Source excerpt:
[Begin]
Its like i am stuck at one place while the world is busy walking ahead. And i’ve no one to share my feelings with. There is no one to guide me. I am just alone. And the people in my life are themselves unhappy. An ailing mother who is more worried about my career than her life, i can’t share my fears with her, she might die tomorrow and i would regret everything i said. A big brother, who has everything in his life, job, education,life partner but is unhappy with something which i’ve no idea about. A sister, who is married so i can’t bug her with my problems. Friends who have jobs, money or are in colleges,yet they call me to cry about their life. What am i supposed to do? What’s the use of crying in front of those people who are themselves in agony!
Its like the world itself is unhappy. Lately i’ve come to realise that there is no such thing called happiness. I wonder where has all the happiness gone. People have a secure career, they are earning huge sums of money, they are in a steady relationship, they have a healthy family, a secure future and yet they demand more. Why are we humans so greedy? Why can’t we be satisfied with what we have? Every time i try sharing my problems with a person, he/she makes me realize that my problems are nothing in front of the problems they have to face. And instead of finding a solution to my miseries, i start worrying about them.
[End]
Task objective:
Decide whether each statement agrees with the passage on loneliness above: (a) the writer's sister is married; (b) the writer's big brother has no job; (c) the writer's friends call to cry about their own lives. Answer yes or no for each and quote the words of the passage that settle it.

Recorded data:
[Begin]
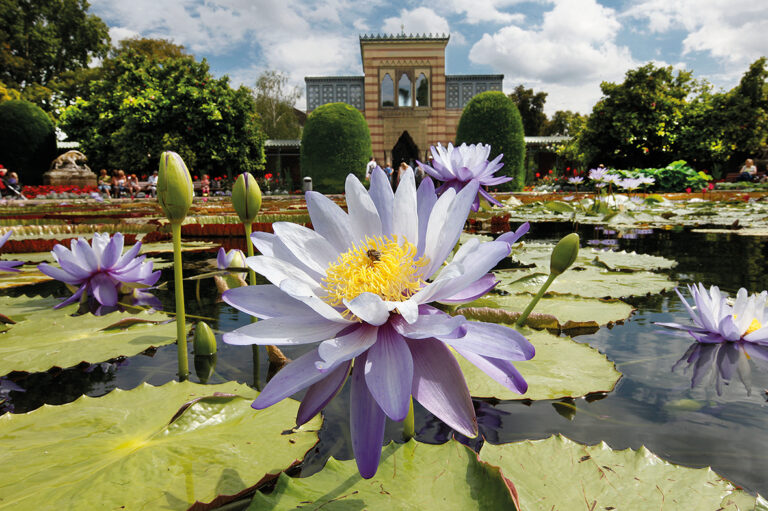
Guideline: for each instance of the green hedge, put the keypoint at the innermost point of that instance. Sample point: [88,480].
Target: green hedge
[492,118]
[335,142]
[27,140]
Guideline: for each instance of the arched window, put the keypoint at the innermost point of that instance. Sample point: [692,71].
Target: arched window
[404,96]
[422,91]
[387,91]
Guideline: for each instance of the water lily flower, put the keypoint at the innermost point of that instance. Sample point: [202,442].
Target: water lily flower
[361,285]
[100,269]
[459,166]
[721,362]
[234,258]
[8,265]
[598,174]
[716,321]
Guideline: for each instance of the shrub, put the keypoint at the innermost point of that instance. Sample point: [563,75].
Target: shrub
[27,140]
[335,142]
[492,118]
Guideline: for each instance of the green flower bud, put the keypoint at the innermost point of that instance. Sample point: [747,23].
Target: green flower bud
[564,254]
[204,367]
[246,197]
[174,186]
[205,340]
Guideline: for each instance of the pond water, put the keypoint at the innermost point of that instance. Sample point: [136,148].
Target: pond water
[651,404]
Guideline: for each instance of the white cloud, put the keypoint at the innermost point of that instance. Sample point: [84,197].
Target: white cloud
[End]
Response for this exercise:
(a) Yes: "A sister, who is married so i can’t bug her with my problems."
(b) No: "A big brother, who has everything in his life, job, education,life partner"
(c) Yes: "yet they call me to cry about their life."